§ AIM OF THE EXERCISE: Restate word for word every entry that appears below, skipping its pictures.

-- Opening Marker --

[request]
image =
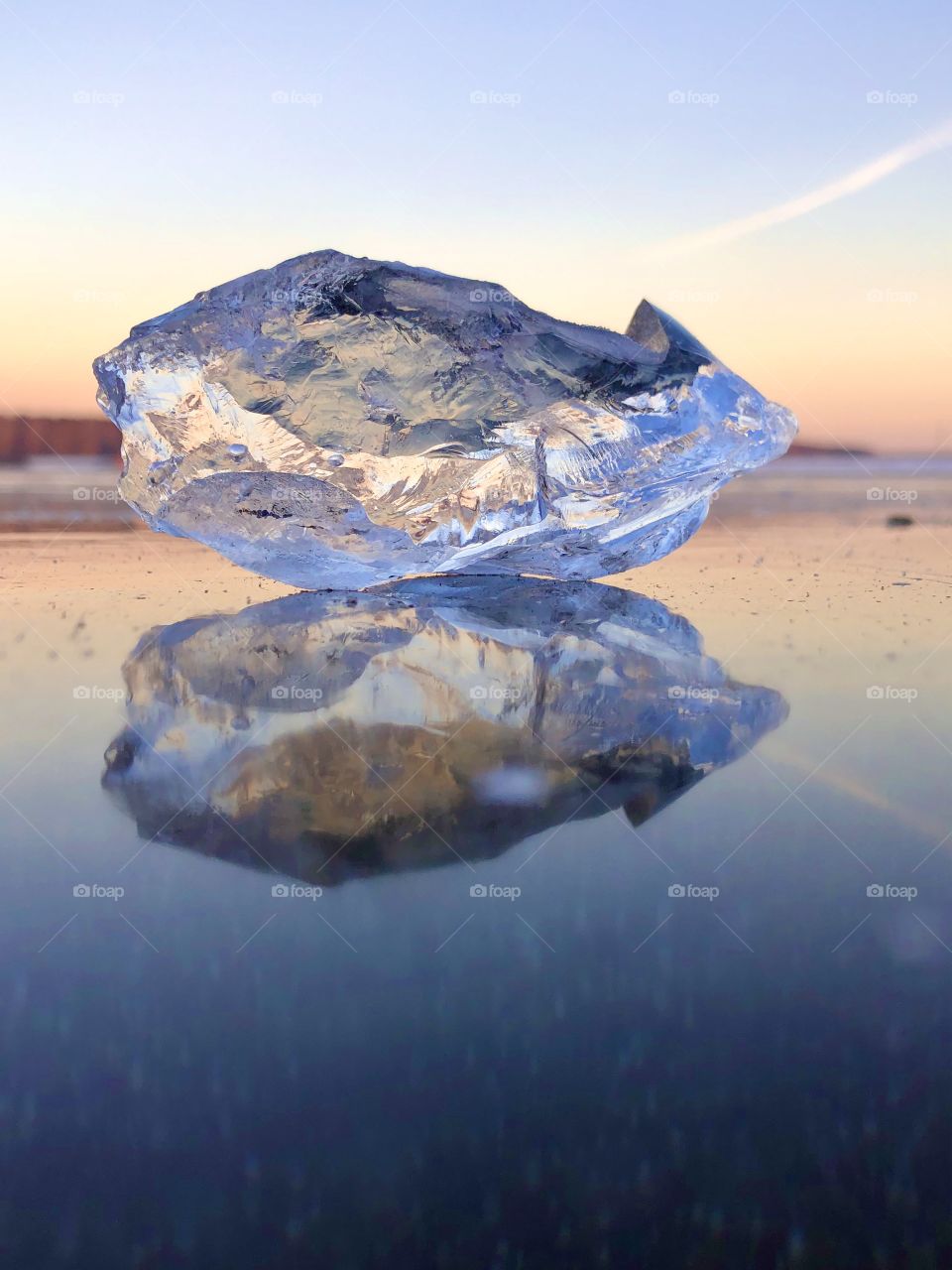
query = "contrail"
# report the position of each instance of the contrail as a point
(849, 185)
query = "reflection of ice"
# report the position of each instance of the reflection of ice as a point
(334, 735)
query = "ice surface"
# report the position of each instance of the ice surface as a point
(340, 422)
(339, 735)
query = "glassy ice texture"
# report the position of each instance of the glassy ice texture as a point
(334, 737)
(340, 422)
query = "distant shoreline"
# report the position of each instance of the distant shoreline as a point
(23, 437)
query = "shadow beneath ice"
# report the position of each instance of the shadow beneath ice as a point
(340, 735)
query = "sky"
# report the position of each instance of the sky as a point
(775, 176)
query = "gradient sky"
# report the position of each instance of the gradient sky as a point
(155, 150)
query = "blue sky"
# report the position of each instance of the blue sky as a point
(153, 151)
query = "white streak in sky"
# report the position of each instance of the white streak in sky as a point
(849, 185)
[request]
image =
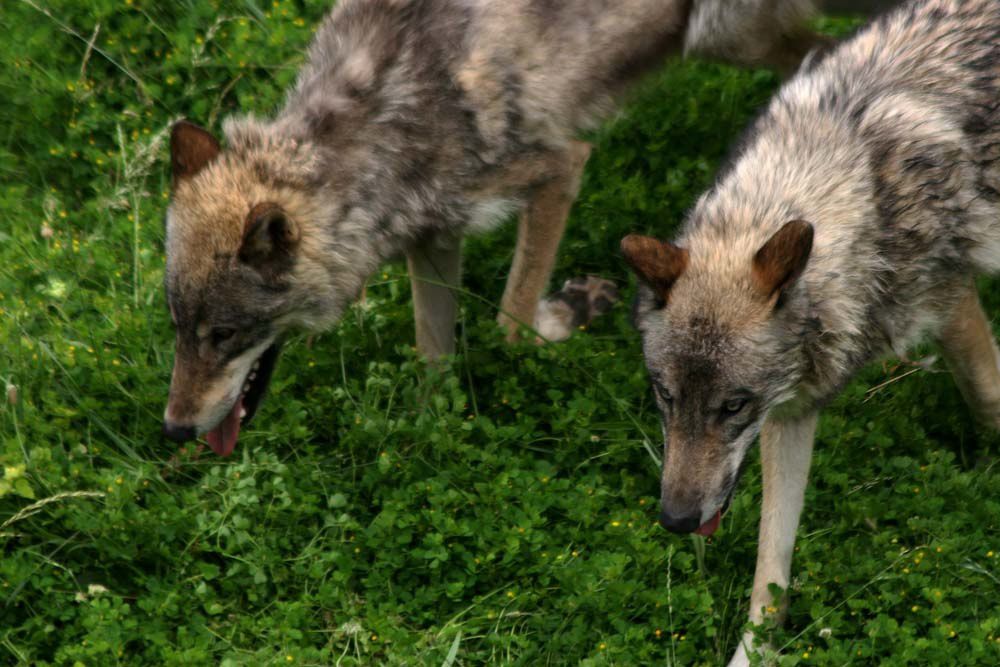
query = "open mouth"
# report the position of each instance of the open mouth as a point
(222, 439)
(712, 524)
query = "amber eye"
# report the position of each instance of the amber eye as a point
(221, 334)
(733, 406)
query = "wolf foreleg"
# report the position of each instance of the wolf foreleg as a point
(785, 452)
(971, 353)
(435, 267)
(539, 231)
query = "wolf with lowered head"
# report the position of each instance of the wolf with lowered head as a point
(411, 123)
(851, 223)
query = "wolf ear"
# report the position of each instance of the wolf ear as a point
(780, 261)
(191, 148)
(269, 240)
(657, 263)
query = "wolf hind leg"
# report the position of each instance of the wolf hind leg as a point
(539, 230)
(435, 267)
(971, 352)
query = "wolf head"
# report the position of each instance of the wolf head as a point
(720, 323)
(243, 246)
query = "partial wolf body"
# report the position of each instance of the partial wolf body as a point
(851, 223)
(412, 122)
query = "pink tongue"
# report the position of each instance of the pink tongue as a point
(709, 526)
(222, 438)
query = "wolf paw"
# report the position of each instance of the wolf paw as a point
(577, 304)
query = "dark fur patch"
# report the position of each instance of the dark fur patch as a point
(269, 240)
(658, 263)
(192, 148)
(781, 260)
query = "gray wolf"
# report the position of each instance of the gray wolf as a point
(412, 123)
(851, 223)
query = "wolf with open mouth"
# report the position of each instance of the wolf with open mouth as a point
(412, 122)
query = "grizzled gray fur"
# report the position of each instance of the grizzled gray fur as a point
(851, 223)
(411, 123)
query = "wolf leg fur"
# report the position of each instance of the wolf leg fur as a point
(435, 267)
(971, 352)
(539, 231)
(785, 453)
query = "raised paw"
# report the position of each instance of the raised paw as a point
(577, 304)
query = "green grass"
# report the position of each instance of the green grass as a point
(499, 510)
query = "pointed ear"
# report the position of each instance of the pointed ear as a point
(780, 261)
(657, 263)
(269, 240)
(191, 149)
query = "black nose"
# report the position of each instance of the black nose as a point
(179, 433)
(679, 524)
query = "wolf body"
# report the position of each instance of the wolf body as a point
(851, 223)
(411, 123)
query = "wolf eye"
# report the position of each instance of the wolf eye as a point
(733, 406)
(222, 334)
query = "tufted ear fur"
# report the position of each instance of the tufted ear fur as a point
(657, 263)
(191, 149)
(779, 262)
(270, 238)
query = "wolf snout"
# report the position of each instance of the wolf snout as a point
(680, 523)
(179, 432)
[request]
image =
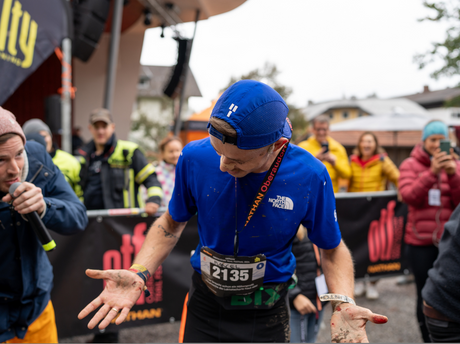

-- Closing Marker --

§ WRITTEN REPLY:
[request]
image =
query = "contrail"
# report the position of each instance of the contrail as a point
(849, 185)
query = "reflection of ice"
# report the position of each instance of the reflection of ice as a point
(334, 735)
query = "ice surface"
# report the position of each instance of the ice surface as a point
(340, 422)
(339, 735)
query = "glassy ice texture"
# report the position of each instance of the glassy ice texture as a point
(334, 737)
(340, 422)
query = "distant shoreline"
# report the position of each instance of the distant shoreline as a point
(23, 437)
query = "shadow beneath ice"
# report the position of each instance of the shadow beneath ice as a point
(340, 735)
query = "sky"
# report the position of each instance of the sky as a point
(775, 176)
query = "gradient sky"
# report the position of each instance of the gradient sky as a point
(155, 150)
query = "blue sky"
# report the position of each instance of the blue sky as a point
(153, 151)
query = "white streak in sky"
# report the position of each instance of the white streak in sky as a point
(849, 185)
[request]
image =
query = "open mouth"
# report the position of each instance of the open mouth as a point
(222, 439)
(712, 524)
query = "amber eye"
# report the position of each instance of the amber eye as a point
(221, 334)
(733, 406)
query = "wolf foreleg"
# report the position of each instance of the wolf foreleg as a point
(785, 452)
(971, 353)
(435, 267)
(539, 231)
query = "wolf with lowered head"
# report the position of each instance of the wolf with lowered head as a point
(411, 123)
(851, 223)
query = "wolf ear"
# report the position of each instance of the wolf ear as a point
(780, 261)
(191, 148)
(269, 240)
(657, 263)
query = "wolf hind leg"
# report the position of each instance of the wolf hind leg as a point
(539, 230)
(435, 267)
(971, 352)
query = "wolf head"
# report the position of each instance of the wolf head as a point
(720, 323)
(243, 246)
query = "partial wolf body"
# report the position of each instance of the partial wolf body as a point
(851, 223)
(412, 122)
query = "pink tongue"
# report the position of each instance of the pink tongue as a point
(709, 526)
(222, 438)
query = "wolf paw"
# report the position of each instance of the wolf paw as a point
(577, 304)
query = "dark fur patch"
# report the position of each instance of the dark fur patch as a point
(269, 240)
(658, 263)
(192, 148)
(781, 260)
query = "gray wolf"
# report the position of each instance of the gray wolf as a point
(412, 123)
(851, 223)
query = "wolf with open mouth"
# report the position of each instance of the wolf with open mouth as a point
(412, 122)
query = "grizzled gray fur"
# report the position of each instance of the grizzled gray fur as a point
(851, 223)
(411, 123)
query = "wolf leg fur"
# report the position of each instance of the wolf leg fur as a point
(435, 267)
(971, 352)
(539, 231)
(785, 453)
query = "raised paw"
# report the position of each instance of the raised paw as a point
(577, 304)
query = "green grass"
# report the position of each instance of the green grass as a point
(499, 510)
query = "pointed ear"
# report the position of each instance of the pointed ear as a point
(780, 261)
(657, 263)
(269, 240)
(191, 149)
query = "black nose"
# report the position of each instance of the black nose as a point
(179, 433)
(679, 524)
query = "wolf body"
# report the position of each instance of the wolf body as a point
(851, 223)
(411, 123)
query = "wolf eye"
# report the position of each instance of the wolf eye as a point
(733, 406)
(222, 334)
query = "tufted ear fur"
# report the position of each instance of the tufted ear fur as a point
(657, 263)
(191, 149)
(779, 262)
(270, 238)
query = "wolf snout"
# report the position of each instance of the wolf snout as a point
(680, 523)
(179, 432)
[request]
image =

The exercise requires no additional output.